■ **OBJECTIVE**: Gather every line of the items below that contains the word "gothic".

——————————

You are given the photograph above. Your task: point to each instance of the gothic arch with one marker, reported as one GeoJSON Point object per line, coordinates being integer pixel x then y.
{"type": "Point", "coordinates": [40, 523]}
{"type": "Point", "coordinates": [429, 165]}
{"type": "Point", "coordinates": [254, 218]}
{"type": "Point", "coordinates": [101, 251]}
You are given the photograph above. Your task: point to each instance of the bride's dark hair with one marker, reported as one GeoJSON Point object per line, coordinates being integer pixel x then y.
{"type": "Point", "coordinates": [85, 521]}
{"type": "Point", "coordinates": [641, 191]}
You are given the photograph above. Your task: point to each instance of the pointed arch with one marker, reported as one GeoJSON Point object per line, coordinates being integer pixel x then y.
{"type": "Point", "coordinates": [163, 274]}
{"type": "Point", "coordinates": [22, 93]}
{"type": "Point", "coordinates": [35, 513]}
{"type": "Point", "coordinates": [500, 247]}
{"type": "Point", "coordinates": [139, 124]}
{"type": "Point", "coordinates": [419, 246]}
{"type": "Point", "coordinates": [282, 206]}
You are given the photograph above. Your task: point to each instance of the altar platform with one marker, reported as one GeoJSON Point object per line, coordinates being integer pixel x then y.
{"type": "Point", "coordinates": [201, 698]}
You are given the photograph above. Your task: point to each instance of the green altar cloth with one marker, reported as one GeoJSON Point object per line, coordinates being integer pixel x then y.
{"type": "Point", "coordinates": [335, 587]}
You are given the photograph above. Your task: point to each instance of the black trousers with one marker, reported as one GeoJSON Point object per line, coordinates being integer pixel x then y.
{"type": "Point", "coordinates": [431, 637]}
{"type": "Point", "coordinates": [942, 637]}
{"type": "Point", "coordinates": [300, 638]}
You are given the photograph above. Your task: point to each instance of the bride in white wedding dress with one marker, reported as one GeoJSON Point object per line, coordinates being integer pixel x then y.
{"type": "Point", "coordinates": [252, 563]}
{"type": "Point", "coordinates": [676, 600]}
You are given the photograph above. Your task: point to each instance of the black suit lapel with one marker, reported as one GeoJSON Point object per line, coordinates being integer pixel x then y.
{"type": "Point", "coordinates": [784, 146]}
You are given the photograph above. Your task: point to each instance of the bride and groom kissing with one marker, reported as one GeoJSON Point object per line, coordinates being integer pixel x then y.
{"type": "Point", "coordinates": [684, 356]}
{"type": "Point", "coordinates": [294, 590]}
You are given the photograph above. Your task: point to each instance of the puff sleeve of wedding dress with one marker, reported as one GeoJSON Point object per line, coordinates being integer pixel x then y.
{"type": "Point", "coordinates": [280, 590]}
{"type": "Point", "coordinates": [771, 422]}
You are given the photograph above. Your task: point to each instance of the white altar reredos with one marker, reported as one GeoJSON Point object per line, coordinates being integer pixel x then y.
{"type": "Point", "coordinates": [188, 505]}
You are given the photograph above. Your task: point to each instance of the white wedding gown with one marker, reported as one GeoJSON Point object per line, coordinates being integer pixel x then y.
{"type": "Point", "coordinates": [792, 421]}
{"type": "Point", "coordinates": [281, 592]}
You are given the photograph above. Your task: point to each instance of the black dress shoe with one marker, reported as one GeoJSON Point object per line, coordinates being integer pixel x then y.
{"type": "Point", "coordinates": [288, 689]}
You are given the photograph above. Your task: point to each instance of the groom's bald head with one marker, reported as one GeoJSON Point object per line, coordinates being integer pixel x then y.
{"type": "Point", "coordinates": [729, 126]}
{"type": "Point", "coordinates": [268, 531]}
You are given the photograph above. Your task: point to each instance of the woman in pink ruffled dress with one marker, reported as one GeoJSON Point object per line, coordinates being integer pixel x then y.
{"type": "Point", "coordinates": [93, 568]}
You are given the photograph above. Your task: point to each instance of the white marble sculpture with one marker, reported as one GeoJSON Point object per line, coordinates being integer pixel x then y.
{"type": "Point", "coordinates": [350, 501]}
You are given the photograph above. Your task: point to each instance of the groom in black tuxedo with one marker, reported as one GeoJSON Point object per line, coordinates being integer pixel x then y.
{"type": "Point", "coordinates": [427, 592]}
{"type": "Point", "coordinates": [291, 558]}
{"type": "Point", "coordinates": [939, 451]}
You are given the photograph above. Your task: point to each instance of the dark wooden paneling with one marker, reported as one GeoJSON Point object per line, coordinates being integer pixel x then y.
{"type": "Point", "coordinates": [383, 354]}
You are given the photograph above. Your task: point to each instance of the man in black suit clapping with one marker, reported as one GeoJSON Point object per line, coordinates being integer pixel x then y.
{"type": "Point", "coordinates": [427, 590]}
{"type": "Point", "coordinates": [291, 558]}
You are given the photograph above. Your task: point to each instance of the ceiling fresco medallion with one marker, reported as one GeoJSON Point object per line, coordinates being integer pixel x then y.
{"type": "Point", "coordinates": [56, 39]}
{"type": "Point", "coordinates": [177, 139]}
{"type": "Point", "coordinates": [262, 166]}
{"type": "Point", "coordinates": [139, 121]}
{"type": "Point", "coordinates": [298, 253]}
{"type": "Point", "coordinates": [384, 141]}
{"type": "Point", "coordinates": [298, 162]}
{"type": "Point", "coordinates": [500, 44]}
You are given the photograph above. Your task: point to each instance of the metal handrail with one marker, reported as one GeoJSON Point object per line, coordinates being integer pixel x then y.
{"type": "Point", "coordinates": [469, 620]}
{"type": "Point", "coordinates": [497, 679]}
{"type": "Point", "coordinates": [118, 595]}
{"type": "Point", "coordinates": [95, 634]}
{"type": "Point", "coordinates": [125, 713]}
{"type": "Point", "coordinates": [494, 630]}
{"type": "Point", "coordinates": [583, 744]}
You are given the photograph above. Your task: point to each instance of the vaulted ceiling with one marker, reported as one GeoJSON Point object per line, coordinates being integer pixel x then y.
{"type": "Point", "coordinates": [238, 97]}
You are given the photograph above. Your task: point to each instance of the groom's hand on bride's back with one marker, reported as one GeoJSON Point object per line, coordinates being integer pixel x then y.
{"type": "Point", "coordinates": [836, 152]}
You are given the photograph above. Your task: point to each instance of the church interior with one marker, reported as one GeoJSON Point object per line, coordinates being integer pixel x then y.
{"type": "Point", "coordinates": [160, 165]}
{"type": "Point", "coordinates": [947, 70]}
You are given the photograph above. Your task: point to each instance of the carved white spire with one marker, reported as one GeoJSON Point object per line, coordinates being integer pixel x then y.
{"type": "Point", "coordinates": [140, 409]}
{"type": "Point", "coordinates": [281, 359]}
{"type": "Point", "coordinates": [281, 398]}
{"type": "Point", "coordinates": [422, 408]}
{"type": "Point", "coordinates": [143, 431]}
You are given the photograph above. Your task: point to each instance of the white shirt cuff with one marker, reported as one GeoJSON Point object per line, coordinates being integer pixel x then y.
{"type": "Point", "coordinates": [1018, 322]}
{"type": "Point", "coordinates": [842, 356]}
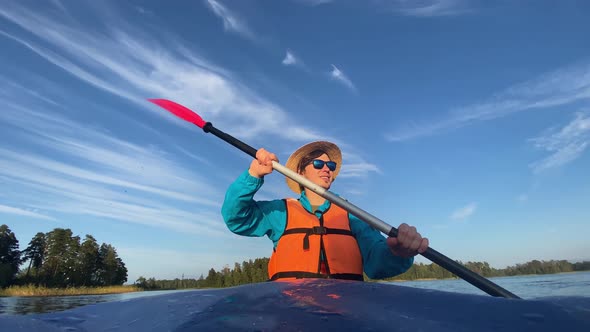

——————————

■ **SOLUTION FOR THIS TASK**:
You are given the photograph above. Your task: point to each instance of the gothic arch with one marker, reported as one GeoJSON Point object per line, coordinates being integer pixel x then y.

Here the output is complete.